Scientific classification
- Kingdom: Animalia
- Phylum: Chordata
- Class: Aves
- Order: Passeriformes
- Family: Vangidae
- Genus: Megabyas Verreaux & Verreaux, 1855
- Species: M. flammulatus
- Binomial name: Megabyas flammulatus Verreaux, J & Verreaux, É, 1855
- Synonyms: Bias flammulatus

= African shrike-flycatcher =

- Genus: Megabyas
- Species: flammulatus
- Authority: Verreaux, J & Verreaux, É, 1855
- Conservation status: LC
- Synonyms: Bias flammulatus
- Parent authority: Verreaux & Verreaux, 1855

Species of bird

The African shrike-flycatcher or red-eyed shrike-flycatcher (Megabyas flammulatus) is a species of bird in the vanga family Vangidae. It is the only species in the monotypic genus Megabyas.

| INFORMATION SUPPLIED |
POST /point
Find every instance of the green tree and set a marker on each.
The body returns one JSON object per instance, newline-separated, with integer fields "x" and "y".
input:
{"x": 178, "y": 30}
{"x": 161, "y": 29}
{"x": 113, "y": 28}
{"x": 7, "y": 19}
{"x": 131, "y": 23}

| EXERCISE TASKS |
a) Under the heading "Scientific classification" in the African shrike-flycatcher text, list every taxonomic rank from Kingdom down to Species, each with the name given for it.
b) Duplicate the part of the African shrike-flycatcher text that opens with the words containing "The African shrike-flycatcher" and closes with "monotypic genus Megabyas.".

| RESPONSES IN ORDER |
a)
- Kingdom: Animalia
- Phylum: Chordata
- Class: Aves
- Order: Passeriformes
- Family: Vangidae
- Genus: Megabyas Verreaux & Verreaux, 1855
- Species: M. flammulatus

b)
The African shrike-flycatcher or red-eyed shrike-flycatcher (Megabyas flammulatus) is a species of bird in the vanga family Vangidae. It is the only species in the monotypic genus Megabyas.